Extracted data entries:
-- START --
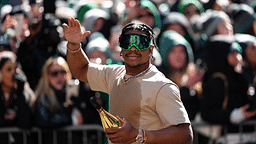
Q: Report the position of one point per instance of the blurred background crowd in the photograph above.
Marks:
(207, 47)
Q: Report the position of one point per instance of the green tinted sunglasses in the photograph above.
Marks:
(141, 42)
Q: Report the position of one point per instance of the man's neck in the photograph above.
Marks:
(134, 70)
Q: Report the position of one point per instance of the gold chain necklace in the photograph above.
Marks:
(133, 77)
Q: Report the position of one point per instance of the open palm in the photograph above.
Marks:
(73, 32)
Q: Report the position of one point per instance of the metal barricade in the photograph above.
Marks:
(219, 133)
(69, 129)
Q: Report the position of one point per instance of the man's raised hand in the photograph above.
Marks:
(73, 32)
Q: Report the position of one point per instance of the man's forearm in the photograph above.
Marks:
(180, 134)
(77, 61)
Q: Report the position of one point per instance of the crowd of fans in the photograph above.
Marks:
-- END --
### [Directive]
Copy out word for word everything from the line containing "hand in the photograph above." down to the last line of the items.

### [Exercise result]
Q: Report the position of one point per instance of the man's raised hand in the photograph above.
Marks:
(73, 32)
Q: Report the position of one point per instance of the man's forearm in the photograph above.
Marks:
(180, 134)
(77, 61)
Q: Report the position of one point per instance of the crowd of fans in the photograph above.
Marks:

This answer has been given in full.